━━━ Dataset entries

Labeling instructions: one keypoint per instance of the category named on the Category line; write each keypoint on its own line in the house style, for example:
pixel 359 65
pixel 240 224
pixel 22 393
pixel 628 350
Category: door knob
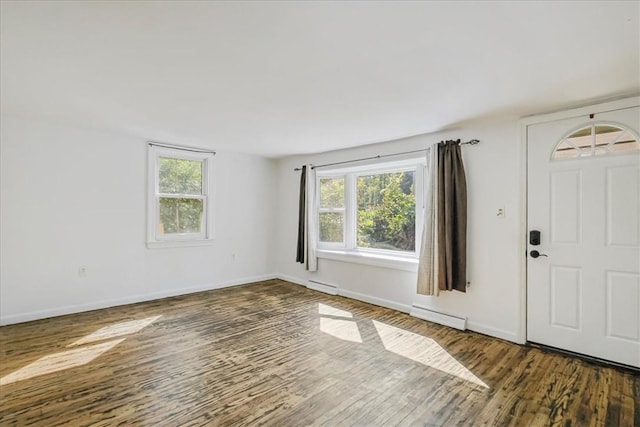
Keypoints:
pixel 536 254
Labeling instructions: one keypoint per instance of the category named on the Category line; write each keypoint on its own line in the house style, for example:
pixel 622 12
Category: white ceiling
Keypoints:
pixel 279 78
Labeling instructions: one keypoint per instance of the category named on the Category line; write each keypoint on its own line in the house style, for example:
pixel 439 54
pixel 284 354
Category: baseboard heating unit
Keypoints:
pixel 457 322
pixel 322 287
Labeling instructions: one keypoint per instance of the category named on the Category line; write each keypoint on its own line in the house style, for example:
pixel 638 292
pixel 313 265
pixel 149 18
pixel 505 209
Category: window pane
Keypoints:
pixel 387 211
pixel 332 192
pixel 180 176
pixel 180 216
pixel 332 227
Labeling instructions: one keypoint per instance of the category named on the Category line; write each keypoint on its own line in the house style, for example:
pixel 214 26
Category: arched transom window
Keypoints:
pixel 597 139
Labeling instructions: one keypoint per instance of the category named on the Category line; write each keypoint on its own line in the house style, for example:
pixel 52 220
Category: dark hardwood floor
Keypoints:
pixel 275 353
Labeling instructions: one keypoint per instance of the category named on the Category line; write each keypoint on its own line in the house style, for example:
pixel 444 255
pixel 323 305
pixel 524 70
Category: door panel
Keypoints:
pixel 584 295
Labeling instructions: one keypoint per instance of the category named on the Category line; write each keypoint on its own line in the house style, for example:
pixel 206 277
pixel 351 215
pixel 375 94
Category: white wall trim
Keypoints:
pixel 72 309
pixel 494 332
pixel 291 279
pixel 446 319
pixel 327 288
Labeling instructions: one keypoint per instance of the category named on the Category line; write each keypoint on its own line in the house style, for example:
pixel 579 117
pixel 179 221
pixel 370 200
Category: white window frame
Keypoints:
pixel 154 240
pixel 348 251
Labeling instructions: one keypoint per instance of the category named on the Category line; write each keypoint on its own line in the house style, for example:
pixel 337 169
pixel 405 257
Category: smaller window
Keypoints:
pixel 596 140
pixel 179 206
pixel 331 211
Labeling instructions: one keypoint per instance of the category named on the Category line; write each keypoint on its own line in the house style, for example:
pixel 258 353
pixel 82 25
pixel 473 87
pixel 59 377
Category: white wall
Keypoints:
pixel 73 197
pixel 492 303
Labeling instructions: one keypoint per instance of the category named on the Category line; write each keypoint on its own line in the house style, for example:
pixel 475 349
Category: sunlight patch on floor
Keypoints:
pixel 327 310
pixel 346 330
pixel 59 361
pixel 423 350
pixel 116 330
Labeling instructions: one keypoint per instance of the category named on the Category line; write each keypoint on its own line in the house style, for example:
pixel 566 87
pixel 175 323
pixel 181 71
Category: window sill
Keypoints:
pixel 160 244
pixel 377 260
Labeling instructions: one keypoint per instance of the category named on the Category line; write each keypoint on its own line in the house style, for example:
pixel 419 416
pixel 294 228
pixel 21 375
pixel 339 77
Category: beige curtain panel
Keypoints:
pixel 443 255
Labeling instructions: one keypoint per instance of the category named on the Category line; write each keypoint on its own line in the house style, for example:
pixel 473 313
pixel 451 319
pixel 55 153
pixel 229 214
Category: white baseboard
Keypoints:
pixel 375 300
pixel 96 305
pixel 327 288
pixel 493 332
pixel 291 279
pixel 457 322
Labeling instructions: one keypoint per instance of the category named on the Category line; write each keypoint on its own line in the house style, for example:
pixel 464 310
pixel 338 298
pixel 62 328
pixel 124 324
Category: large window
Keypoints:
pixel 179 206
pixel 376 209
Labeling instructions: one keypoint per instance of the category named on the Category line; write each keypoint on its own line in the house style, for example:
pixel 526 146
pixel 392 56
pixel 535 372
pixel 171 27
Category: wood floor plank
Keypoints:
pixel 274 353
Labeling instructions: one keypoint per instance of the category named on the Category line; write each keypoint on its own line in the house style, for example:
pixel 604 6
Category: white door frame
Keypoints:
pixel 525 122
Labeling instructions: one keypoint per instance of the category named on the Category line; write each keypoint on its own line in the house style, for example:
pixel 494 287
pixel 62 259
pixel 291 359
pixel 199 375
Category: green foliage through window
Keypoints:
pixel 180 177
pixel 387 211
pixel 385 205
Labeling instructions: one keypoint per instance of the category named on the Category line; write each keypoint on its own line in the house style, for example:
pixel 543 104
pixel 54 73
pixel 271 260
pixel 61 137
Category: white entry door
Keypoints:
pixel 583 288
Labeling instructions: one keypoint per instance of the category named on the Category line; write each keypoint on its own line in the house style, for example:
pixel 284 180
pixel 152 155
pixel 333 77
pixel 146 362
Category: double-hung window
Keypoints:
pixel 179 206
pixel 373 211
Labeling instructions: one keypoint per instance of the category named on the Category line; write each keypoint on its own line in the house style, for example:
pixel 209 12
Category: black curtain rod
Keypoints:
pixel 470 142
pixel 180 147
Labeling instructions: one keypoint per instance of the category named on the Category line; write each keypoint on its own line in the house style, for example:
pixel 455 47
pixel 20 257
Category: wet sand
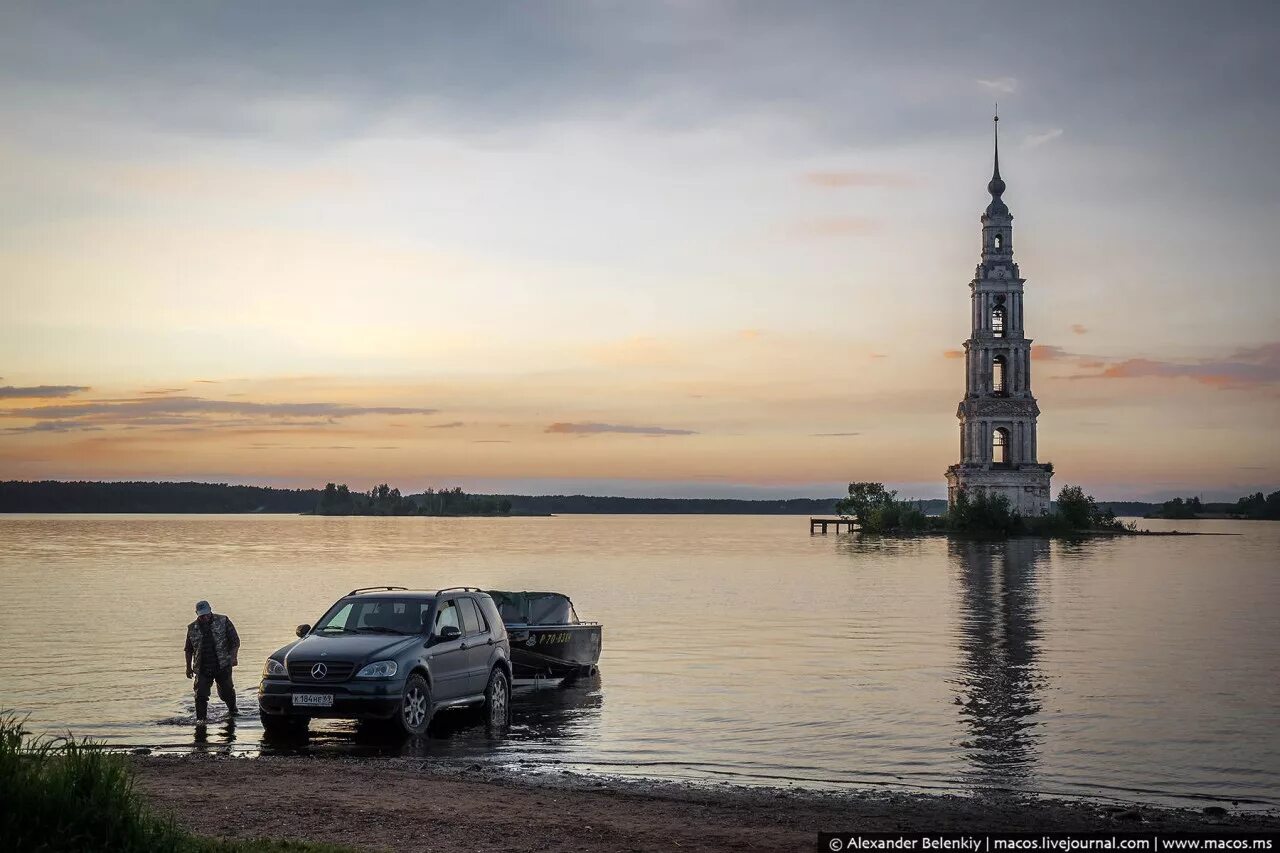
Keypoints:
pixel 410 804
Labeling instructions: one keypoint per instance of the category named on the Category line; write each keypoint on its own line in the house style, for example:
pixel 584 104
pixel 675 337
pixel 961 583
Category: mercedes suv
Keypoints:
pixel 392 653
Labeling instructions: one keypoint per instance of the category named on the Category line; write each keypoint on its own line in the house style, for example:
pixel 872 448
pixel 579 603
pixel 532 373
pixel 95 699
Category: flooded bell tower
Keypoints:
pixel 997 415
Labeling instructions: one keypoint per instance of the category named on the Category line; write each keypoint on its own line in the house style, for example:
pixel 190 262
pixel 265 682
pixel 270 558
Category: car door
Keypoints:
pixel 451 669
pixel 479 642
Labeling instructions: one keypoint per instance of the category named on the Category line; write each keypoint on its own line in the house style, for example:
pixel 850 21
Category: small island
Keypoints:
pixel 877 510
pixel 384 500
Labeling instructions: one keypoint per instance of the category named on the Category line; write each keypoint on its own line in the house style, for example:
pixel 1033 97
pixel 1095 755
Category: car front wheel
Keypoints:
pixel 415 712
pixel 497 699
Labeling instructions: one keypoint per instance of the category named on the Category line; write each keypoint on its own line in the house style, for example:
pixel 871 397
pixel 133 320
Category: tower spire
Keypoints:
pixel 997 186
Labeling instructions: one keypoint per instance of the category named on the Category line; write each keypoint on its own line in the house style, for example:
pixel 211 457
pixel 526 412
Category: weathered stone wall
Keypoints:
pixel 1028 491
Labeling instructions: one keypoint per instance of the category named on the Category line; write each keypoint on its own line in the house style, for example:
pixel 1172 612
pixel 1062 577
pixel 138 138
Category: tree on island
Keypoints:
pixel 877 510
pixel 385 500
pixel 874 507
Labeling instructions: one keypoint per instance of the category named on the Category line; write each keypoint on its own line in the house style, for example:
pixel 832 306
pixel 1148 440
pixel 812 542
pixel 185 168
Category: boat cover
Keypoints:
pixel 534 609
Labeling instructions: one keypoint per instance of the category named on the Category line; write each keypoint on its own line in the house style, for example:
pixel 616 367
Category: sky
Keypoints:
pixel 654 249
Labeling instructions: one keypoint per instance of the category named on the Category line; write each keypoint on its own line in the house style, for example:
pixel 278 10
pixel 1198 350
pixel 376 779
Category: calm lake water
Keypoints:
pixel 735 647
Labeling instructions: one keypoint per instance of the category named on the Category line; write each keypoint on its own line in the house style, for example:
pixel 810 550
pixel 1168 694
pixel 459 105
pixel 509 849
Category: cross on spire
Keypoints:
pixel 997 186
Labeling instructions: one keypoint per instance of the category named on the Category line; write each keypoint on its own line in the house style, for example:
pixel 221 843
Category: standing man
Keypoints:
pixel 213 649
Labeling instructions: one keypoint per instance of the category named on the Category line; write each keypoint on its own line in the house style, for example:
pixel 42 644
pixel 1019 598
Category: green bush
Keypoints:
pixel 877 510
pixel 65 794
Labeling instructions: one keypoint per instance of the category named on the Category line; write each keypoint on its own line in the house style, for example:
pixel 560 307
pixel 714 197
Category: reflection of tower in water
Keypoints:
pixel 999 682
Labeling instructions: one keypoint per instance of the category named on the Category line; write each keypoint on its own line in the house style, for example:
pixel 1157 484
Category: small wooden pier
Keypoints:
pixel 819 525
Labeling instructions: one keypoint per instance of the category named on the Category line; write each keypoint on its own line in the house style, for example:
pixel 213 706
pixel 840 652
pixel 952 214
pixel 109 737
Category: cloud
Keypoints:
pixel 1047 352
pixel 201 413
pixel 1036 140
pixel 1244 368
pixel 51 427
pixel 836 227
pixel 853 178
pixel 10 392
pixel 1005 85
pixel 590 429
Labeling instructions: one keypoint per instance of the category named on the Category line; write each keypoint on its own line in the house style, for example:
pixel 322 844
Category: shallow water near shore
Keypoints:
pixel 736 648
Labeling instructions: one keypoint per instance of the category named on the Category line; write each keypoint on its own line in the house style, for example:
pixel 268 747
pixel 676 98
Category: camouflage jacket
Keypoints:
pixel 225 642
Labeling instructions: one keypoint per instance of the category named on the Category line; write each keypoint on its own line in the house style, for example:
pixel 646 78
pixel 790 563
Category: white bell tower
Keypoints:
pixel 997 415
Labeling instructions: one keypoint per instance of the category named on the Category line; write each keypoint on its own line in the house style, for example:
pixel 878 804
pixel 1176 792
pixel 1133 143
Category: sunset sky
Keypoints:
pixel 684 249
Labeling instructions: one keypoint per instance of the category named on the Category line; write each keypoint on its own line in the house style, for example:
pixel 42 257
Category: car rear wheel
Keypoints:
pixel 497 699
pixel 415 712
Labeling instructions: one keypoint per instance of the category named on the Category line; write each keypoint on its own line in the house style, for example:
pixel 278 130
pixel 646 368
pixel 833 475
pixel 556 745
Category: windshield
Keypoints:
pixel 375 616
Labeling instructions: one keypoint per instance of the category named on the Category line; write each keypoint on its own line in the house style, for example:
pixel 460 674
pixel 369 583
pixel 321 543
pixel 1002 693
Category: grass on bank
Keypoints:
pixel 68 794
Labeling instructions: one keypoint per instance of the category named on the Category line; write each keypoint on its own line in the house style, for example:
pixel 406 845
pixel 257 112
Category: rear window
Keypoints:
pixel 470 616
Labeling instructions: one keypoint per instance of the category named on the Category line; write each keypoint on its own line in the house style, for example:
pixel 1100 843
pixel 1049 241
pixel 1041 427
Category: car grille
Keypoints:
pixel 334 671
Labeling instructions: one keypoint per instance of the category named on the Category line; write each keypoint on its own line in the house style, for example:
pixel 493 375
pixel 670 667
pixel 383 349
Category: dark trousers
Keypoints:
pixel 225 690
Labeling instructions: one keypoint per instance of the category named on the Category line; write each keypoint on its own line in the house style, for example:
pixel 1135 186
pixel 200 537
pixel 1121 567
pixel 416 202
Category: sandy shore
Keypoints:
pixel 407 804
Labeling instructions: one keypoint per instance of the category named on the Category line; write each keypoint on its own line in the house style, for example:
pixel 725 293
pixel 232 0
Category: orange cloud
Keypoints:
pixel 1244 368
pixel 836 227
pixel 837 179
pixel 1047 352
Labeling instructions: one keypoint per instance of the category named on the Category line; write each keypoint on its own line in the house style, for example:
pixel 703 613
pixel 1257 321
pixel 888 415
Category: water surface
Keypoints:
pixel 735 647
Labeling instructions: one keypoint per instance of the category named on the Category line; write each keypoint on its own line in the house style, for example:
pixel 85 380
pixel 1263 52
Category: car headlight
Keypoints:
pixel 378 670
pixel 274 669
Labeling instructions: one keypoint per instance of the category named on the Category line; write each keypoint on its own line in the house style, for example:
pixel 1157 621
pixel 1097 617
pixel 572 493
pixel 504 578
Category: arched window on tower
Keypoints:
pixel 1000 446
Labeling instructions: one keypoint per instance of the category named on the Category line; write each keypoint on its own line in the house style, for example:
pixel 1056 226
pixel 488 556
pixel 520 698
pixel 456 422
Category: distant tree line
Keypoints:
pixel 1252 506
pixel 588 503
pixel 384 500
pixel 58 496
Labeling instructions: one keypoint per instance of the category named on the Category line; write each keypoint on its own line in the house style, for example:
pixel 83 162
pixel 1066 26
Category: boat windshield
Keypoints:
pixel 534 609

━━━━━━

Directions for this task =
Reproduce the entries from their start through the line with "pixel 322 287", substituting "team format" for "house style" and leaving the pictures out. Keep every other line unchanged.

Final answer =
Labeling instructions: one keypoint per instance of the category named on the Category line; write each keypoint on its own line in the team format, for example:
pixel 359 65
pixel 240 224
pixel 22 393
pixel 628 350
Category: door knob
Keypoints:
pixel 536 254
Labeling instructions: one keypoint per instance of the category named on the Category line; write each keypoint on its own line in the team format, for example:
pixel 622 12
Category: white ceiling
Keypoints:
pixel 279 78
Labeling instructions: one keypoint per instance of the category named on the Category line; write each keypoint on its own line in the team format, for example:
pixel 439 54
pixel 284 354
Category: baseboard heating unit
Keypoints:
pixel 457 322
pixel 322 287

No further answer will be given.